## REQUIREMENTS
Can you reproduce the records from the line with "Where can the door" to the line with "<point>562,236</point>", changing "shot" to "view" and leaving everything else as it is? Give only those lines.

_____

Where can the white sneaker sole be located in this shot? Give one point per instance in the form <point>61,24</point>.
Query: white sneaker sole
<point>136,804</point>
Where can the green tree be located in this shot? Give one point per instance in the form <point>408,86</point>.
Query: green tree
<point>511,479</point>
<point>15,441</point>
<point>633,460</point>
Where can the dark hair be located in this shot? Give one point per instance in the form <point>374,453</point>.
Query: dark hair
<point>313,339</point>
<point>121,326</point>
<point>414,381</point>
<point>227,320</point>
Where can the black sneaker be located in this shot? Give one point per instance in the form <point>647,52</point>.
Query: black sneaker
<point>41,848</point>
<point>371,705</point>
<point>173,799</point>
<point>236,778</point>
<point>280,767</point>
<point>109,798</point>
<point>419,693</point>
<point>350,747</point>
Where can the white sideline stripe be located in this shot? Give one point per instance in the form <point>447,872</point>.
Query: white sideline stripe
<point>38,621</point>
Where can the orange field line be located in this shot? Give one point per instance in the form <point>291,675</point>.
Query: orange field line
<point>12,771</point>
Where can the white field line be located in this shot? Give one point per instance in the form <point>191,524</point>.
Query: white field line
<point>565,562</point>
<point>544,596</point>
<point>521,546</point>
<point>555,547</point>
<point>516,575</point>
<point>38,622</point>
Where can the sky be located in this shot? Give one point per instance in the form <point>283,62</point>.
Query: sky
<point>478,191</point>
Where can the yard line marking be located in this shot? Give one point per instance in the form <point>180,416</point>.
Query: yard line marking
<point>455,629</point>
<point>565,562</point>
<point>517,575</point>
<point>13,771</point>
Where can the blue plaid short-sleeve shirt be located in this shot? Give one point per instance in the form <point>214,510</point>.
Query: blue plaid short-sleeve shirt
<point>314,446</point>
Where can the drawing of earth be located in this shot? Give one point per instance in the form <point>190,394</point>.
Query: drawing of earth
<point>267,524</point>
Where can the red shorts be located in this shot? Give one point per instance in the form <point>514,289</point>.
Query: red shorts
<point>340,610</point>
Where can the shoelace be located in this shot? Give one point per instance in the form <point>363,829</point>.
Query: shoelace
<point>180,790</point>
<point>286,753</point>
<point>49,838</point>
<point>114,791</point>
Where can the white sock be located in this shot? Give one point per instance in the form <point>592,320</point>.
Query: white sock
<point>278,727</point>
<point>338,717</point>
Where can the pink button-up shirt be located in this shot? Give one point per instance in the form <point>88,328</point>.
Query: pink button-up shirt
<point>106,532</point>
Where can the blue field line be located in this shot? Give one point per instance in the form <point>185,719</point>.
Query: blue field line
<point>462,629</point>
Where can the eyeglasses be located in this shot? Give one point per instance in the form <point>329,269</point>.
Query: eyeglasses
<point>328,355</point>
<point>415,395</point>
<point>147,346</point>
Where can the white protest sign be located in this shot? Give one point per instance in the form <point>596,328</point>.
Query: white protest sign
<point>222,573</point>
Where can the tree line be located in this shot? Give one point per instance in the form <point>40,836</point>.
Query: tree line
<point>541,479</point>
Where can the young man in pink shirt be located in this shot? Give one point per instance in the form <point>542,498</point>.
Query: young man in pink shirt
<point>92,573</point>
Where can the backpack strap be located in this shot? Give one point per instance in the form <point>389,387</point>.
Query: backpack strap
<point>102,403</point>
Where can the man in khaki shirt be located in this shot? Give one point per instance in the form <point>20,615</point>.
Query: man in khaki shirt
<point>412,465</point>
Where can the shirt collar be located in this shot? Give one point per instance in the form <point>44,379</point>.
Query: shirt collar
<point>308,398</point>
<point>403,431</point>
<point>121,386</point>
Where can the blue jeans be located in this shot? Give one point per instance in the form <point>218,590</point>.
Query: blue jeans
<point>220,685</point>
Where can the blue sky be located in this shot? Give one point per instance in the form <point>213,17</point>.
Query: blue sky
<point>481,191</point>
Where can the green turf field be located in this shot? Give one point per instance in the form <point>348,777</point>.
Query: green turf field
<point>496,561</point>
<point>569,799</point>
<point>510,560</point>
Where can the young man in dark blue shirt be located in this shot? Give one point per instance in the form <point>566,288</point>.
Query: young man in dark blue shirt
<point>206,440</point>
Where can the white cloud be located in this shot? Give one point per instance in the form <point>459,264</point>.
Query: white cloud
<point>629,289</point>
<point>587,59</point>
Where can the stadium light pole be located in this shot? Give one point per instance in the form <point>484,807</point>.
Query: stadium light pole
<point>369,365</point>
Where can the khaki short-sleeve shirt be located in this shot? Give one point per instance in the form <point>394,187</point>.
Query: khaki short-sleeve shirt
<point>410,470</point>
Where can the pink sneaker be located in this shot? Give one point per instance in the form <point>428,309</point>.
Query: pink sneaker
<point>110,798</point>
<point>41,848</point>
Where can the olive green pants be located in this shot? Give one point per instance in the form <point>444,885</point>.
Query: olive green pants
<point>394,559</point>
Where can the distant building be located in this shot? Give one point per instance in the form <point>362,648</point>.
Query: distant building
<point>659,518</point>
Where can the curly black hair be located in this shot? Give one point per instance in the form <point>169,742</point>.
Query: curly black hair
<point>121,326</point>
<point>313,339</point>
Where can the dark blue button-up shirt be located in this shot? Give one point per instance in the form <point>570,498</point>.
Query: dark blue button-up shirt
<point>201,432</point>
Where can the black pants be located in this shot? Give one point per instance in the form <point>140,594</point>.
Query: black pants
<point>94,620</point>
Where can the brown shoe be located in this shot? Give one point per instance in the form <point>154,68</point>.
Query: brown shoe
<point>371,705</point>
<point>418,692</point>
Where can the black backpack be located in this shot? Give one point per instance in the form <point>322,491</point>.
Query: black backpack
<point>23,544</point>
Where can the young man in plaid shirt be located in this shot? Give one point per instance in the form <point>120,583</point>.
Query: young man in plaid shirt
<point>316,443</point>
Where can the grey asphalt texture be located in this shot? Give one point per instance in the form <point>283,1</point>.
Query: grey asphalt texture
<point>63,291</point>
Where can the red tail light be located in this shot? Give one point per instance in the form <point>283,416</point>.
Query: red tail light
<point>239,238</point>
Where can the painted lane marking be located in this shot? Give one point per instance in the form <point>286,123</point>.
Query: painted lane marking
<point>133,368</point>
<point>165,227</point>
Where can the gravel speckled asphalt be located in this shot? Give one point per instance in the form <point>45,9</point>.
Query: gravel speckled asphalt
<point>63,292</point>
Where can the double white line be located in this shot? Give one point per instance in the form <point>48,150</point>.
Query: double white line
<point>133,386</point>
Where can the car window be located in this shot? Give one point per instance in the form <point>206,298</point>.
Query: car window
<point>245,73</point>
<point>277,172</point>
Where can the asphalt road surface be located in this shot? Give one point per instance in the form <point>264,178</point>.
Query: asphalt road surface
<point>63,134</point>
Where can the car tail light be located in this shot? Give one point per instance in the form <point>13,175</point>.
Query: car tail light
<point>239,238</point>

_____

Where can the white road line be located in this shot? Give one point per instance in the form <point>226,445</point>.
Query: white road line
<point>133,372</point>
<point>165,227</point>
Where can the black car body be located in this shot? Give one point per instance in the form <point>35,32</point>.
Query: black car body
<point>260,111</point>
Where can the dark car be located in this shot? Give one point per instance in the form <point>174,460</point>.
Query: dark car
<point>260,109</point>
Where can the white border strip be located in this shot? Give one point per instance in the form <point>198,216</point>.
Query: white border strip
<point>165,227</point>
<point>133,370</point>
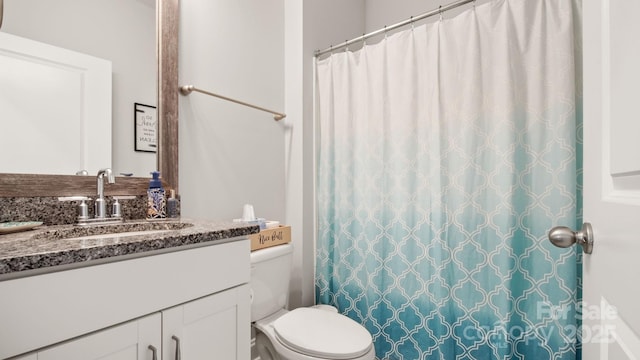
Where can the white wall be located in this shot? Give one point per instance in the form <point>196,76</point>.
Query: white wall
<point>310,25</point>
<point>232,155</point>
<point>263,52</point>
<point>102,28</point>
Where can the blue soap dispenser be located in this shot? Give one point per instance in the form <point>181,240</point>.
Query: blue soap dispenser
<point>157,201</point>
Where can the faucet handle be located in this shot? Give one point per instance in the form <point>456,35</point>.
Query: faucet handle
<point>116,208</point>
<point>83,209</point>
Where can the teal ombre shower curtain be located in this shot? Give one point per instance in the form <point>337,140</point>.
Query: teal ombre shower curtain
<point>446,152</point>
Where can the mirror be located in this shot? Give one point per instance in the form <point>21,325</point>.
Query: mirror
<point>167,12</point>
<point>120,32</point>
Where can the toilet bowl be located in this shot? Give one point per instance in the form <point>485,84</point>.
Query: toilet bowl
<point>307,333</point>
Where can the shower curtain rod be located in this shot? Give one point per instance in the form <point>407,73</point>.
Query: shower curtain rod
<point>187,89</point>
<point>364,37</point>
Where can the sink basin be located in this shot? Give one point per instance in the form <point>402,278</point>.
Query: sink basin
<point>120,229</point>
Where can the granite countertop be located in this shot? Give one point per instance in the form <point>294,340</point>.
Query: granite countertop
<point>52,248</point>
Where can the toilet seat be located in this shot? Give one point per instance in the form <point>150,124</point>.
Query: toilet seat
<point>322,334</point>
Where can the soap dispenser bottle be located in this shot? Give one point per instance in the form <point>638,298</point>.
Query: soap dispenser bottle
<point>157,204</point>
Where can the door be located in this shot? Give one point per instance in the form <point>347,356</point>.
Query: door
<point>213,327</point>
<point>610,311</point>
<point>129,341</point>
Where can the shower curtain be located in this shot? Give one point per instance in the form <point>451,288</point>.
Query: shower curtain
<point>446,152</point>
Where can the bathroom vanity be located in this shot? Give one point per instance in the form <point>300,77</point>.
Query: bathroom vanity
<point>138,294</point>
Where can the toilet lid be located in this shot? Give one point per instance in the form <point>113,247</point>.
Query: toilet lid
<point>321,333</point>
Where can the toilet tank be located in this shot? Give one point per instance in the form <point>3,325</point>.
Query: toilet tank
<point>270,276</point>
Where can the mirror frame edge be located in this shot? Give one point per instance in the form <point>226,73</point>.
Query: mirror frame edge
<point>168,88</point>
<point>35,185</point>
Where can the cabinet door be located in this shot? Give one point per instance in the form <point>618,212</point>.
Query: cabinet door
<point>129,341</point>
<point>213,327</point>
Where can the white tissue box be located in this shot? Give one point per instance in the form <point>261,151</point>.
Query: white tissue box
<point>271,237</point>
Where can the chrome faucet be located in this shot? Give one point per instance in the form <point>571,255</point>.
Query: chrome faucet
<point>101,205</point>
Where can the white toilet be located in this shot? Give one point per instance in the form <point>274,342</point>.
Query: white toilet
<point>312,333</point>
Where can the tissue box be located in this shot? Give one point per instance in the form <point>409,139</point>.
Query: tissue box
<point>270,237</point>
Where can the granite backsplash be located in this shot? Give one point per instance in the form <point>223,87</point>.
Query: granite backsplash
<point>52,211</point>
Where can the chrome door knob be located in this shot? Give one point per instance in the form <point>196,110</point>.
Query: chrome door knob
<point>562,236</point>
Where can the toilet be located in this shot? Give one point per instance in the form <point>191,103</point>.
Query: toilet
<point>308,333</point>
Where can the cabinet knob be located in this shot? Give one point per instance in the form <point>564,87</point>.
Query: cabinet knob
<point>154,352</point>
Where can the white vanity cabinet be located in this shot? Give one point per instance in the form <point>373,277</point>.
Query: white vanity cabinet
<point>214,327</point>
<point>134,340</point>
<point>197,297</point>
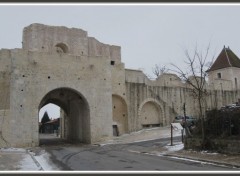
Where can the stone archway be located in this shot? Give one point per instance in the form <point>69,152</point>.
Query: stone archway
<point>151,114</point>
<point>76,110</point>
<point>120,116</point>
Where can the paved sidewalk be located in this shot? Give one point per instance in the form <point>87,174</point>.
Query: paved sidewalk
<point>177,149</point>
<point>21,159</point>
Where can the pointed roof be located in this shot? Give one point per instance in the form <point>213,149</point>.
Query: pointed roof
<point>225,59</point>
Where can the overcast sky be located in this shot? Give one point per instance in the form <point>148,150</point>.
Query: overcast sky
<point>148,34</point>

_____

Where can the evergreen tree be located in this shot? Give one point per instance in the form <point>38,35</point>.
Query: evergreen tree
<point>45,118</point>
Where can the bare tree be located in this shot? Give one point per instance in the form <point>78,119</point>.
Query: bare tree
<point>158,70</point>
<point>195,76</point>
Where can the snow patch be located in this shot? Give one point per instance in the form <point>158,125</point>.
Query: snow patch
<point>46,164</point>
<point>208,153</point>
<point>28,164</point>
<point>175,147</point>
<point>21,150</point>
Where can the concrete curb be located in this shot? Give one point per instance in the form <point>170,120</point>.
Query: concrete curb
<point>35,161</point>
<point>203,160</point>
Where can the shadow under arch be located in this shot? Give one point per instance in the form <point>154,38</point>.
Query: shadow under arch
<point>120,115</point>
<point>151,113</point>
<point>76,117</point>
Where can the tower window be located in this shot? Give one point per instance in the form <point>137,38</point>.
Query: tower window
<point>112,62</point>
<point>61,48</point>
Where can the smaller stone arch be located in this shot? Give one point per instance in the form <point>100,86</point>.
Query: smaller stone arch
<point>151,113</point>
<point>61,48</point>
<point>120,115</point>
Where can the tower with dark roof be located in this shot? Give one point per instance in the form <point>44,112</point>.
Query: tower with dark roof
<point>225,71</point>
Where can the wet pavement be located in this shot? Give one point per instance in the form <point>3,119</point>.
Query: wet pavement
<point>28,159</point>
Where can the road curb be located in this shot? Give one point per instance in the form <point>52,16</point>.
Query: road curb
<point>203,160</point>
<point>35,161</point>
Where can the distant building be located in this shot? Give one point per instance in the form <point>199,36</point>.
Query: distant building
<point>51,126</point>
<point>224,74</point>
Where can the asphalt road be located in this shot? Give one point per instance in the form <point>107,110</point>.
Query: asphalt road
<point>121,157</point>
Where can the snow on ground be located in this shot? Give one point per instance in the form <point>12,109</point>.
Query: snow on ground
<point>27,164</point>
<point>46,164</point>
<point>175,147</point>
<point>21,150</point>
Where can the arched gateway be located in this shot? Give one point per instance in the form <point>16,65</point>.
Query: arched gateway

_____

## CORRECT ANSWER
Where can the door be located in this view? Give one point per instance in the form <point>347,356</point>.
Query: door
<point>213,327</point>
<point>610,311</point>
<point>129,341</point>
Where can the shower curtain be located in this view? Give one point per instance in the form <point>451,288</point>.
Query: shower curtain
<point>446,152</point>
Where can the bathroom vanity be located in this view? Give one point per instance in the form <point>300,77</point>.
Query: bathroom vanity
<point>138,294</point>
Where can the toilet lid be located in this view? Give one point per instance in the form <point>113,247</point>.
Query: toilet lid
<point>321,333</point>
Where can the toilet tank be located in this view? Give one point per instance in the form <point>3,325</point>.
Query: toilet tank
<point>270,276</point>
Where can the mirror frame edge be located in this view? Give one point per instance in the form <point>226,73</point>.
Query: mirror frame edge
<point>168,88</point>
<point>35,185</point>
Where can the cabinet door be located in this view? Give one point per instance in the form <point>618,212</point>.
Query: cabinet door
<point>129,341</point>
<point>213,327</point>
Where can the white tissue box be located in this view? Give one point per instance in the form <point>261,151</point>.
Query: white tissue box
<point>271,237</point>
Where can the chrome faucet be located in this view? Give one point per instance in the form <point>571,255</point>.
Query: chrome faucet
<point>101,205</point>
Where can the white toilet be located in this view? Give one point per instance in the form <point>274,342</point>.
Query: white toilet
<point>312,333</point>
Where can the tissue box be located in this view? Give one point per instance in the form <point>409,139</point>.
Query: tissue box
<point>270,237</point>
Where can the granite backsplash be located in this view? Give one point per instance in the form <point>223,87</point>.
Query: granite backsplash
<point>52,211</point>
Where can the chrome door knob be located in this view? Give one point per instance in the form <point>196,110</point>.
Query: chrome door knob
<point>562,236</point>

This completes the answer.